(Referring expression pointing data)
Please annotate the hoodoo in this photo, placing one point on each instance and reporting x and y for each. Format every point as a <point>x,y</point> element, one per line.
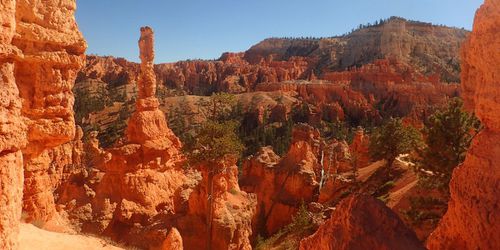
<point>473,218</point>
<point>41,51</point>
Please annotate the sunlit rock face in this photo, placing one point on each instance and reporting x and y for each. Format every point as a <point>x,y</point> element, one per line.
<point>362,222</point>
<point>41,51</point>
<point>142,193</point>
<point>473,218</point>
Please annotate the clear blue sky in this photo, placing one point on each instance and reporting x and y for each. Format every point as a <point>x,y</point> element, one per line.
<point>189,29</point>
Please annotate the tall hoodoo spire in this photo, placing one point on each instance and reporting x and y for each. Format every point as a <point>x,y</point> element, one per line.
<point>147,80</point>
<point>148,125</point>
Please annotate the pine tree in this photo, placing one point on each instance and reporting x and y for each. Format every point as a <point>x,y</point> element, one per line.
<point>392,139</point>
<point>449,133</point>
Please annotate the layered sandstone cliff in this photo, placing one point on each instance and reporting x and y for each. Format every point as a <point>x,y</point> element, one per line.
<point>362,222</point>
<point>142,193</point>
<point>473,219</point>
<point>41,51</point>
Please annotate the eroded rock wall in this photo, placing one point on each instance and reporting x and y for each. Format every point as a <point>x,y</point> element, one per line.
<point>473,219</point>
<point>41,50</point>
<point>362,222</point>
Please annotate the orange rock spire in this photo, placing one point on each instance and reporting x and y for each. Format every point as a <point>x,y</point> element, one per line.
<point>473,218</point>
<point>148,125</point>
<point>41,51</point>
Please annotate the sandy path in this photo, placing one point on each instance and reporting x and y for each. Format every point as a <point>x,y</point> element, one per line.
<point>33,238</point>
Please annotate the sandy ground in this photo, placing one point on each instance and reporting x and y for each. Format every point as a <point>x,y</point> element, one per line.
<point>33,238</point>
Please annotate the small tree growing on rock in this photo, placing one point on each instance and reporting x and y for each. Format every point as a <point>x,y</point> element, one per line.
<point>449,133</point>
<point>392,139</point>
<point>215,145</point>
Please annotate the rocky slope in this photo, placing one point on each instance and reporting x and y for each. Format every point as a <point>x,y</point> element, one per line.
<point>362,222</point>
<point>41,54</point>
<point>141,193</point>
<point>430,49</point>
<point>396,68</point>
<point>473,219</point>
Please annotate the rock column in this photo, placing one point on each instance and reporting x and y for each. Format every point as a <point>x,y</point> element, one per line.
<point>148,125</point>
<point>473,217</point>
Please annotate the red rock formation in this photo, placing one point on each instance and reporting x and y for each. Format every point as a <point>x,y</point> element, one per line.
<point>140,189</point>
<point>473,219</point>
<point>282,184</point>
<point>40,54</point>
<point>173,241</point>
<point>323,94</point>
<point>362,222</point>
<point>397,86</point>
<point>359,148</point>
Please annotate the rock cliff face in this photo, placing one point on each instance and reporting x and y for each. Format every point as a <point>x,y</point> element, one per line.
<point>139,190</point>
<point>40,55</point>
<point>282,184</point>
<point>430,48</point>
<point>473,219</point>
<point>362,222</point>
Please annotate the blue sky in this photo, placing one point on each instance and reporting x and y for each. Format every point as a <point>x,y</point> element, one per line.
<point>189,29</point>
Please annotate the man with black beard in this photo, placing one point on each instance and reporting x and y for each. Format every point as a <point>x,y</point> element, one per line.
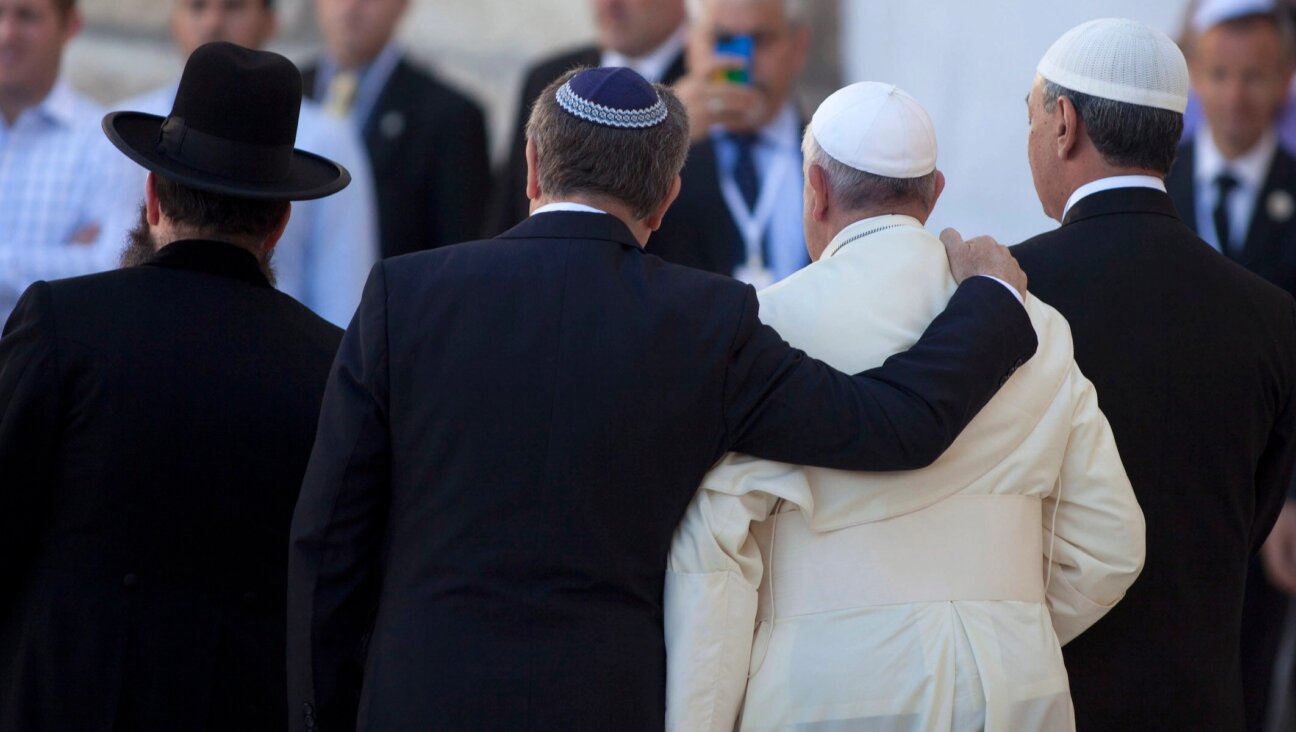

Exercise requirements >>
Each line of the data above must be reproduced as written. Skip the pictures.

Task result >>
Please annotate the hoodoo in this photo, placing one point on each instance and reporting x and y for each. Format every point as a <point>x,y</point> element, one per line.
<point>473,218</point>
<point>41,51</point>
Please annotate the sunlit rock face in this photo, placing one point on each instance and reporting x and y for each. Format every point as a <point>x,y</point> element, one per line.
<point>362,222</point>
<point>41,51</point>
<point>142,193</point>
<point>473,218</point>
Please annotate the clear blue sky in this photo, placing one point on each instance and reporting x and y for each. Format every point as a <point>x,y</point> element, one per line.
<point>189,29</point>
Please annotate the tall hoodoo spire in this photo, placing one point on each instance and reporting x and y for each. Format every point as a <point>x,y</point> element, one per line.
<point>147,80</point>
<point>148,125</point>
Please annotate the pine tree in this photo, placing one point on each instance and reporting x and y for each. Format every point as a <point>x,y</point> element, one per line.
<point>392,139</point>
<point>449,133</point>
Please annotate the layered sandstone cliff in this photo, placing one point on each instance and reporting x and y for each. Format every point as a <point>x,y</point> element, one per line.
<point>362,222</point>
<point>142,193</point>
<point>473,219</point>
<point>41,51</point>
Please annotate the eroded rock wall in this photo, placing one point on each instance and reporting x and y for each. Format every point as a <point>x,y</point> element, one per line.
<point>473,219</point>
<point>41,50</point>
<point>362,222</point>
Please annotate the orange rock spire in this photo, placing one point on each instance and reporting x and y for each. Format every point as a <point>x,y</point> element, one per line.
<point>473,218</point>
<point>148,125</point>
<point>41,51</point>
Please annotate the sandy path in this photo, placing one point on each instance and reporting x and y for each. Format every point as a <point>x,y</point> element, one per line.
<point>33,238</point>
Please annotate the sandy ground in this photo, placing one point on each instance and reporting x and y for each. Format every point as a <point>x,y</point> element, one per line.
<point>33,238</point>
Please annotate the small tree growing on rock in this photo, placing one point on each instance and reporting x and y for each. Format every point as a <point>x,y</point> element, one per line.
<point>449,133</point>
<point>392,139</point>
<point>215,145</point>
Please annotate the rocky slope in this photo, placing one point on each instance and reporting x and y for each. Format every point as a <point>x,y</point> element, one per line.
<point>362,222</point>
<point>41,54</point>
<point>141,193</point>
<point>430,49</point>
<point>396,68</point>
<point>473,219</point>
Please annotate the rock column in this photo, placing one point on each instance and reporting x and y for each. Format every point as a <point>x,y</point> element, one per line.
<point>148,125</point>
<point>473,217</point>
Please annotate the red rock formation in this photo, placing one point on each instance and reporting x and y for each. Format every point as a <point>x,y</point> element, one per line.
<point>140,189</point>
<point>473,219</point>
<point>282,184</point>
<point>40,54</point>
<point>173,241</point>
<point>323,94</point>
<point>362,222</point>
<point>397,86</point>
<point>359,148</point>
Please annotate the rock cliff face in this photo, placing one point on each instance and reporting x and y for each. Format every point as a <point>x,y</point> element, one per line.
<point>139,190</point>
<point>40,55</point>
<point>282,184</point>
<point>430,48</point>
<point>473,219</point>
<point>362,222</point>
Please annotate the blue sky in this photo, placing one point on each instance and reporting x and y for each. Format every point as a <point>x,y</point> element, one per line.
<point>189,29</point>
Please annotate the man with black beard in this photo, placing one point on each instance and reporting x and y for each. Format every point as a <point>x,y</point> element, one per line.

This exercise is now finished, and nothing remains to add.